*What the task asks:* Here are records with pictures in them. Copy all of them exactly and leave the pictures out.

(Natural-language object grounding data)
•••

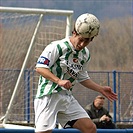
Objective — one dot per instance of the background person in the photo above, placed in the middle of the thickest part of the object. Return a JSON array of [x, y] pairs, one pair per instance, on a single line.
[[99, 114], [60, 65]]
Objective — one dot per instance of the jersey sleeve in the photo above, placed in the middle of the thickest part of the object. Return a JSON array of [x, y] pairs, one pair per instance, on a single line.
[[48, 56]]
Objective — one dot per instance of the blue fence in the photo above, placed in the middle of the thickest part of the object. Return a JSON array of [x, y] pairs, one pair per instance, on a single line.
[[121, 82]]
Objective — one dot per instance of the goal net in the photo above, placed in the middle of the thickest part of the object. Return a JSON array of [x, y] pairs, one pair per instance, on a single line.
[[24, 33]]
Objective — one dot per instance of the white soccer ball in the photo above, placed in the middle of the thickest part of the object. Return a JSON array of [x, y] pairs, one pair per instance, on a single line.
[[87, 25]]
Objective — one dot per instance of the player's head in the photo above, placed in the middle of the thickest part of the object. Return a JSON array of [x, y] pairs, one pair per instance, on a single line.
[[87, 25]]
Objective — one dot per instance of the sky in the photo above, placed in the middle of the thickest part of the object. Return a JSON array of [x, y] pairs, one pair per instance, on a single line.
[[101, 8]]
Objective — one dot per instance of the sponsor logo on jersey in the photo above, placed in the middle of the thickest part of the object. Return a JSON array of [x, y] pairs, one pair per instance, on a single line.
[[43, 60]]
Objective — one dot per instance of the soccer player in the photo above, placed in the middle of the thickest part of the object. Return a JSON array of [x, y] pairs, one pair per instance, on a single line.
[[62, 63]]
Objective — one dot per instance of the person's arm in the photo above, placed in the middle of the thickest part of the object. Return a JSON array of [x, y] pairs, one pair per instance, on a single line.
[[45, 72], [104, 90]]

•••

*Result:*
Objective — one dot per instance of the background person in the photo above, placed in the middle of the thickest part of the object. Return a JSON array of [x, y] pairs, one pair per instance, on a single line.
[[99, 114], [60, 65]]
Objective — one dot per instance of the jersey sleeve in the photo above, placed in the middle of the thickest part of the object. Return a JSON array of [x, y] pairs, one pair per instance, on a single line.
[[48, 56]]
Objective — one dot per instance of the blue fence in the photo above, placed in the middle of the thickest part of the object. Return a JSON array of [x, y] pairs, one pair per instance, on a single line.
[[121, 82]]
Objective — one dot per instance of the goal net in the photo above, placed in the middle of the thickest part of the object. Return a JSON array of [x, y] pairs, one pair per instance, on a single line.
[[24, 33]]
Objective — one dot per instance of the white soccer ball in the photo above, placed in the middle of the thickest part of the object. Return a JSON array of [x, y] pairs, one pair per instance, on a single line.
[[87, 25]]
Objective — one dot per instance of the player's head in the photo above, placed in the middle of the thickest part of the object. Return a JSON array of [x, y] pairs, one pair per instance, on a single line.
[[87, 25]]
Objective — one dot per instance of the sky in the photo above, placed in the middle of the thickest part of the object. Return a JSON array of [x, y] pairs, one pair per instance, on a single line.
[[101, 8]]
Objective — one dot per instance of the sponsor logo on jersey in the photo above, placed in the middle of the thickest part of the object. Return a JSON array of [x, y] pairs, one pair per instance, on a single line.
[[43, 60]]
Objective — one dot per instance of the soccer player in the photo above, placed in the middle of the thickest part of the object. Return a JSON array of [x, y] pairs, one pair per instance, on a single line.
[[62, 63]]
Objective — one dot per instance of the person's arm in the photo above, placed in the middle of the thickest part of the object. Return a JSON array of [x, y] pairs, one pair per instance, on a single line.
[[45, 72], [104, 90]]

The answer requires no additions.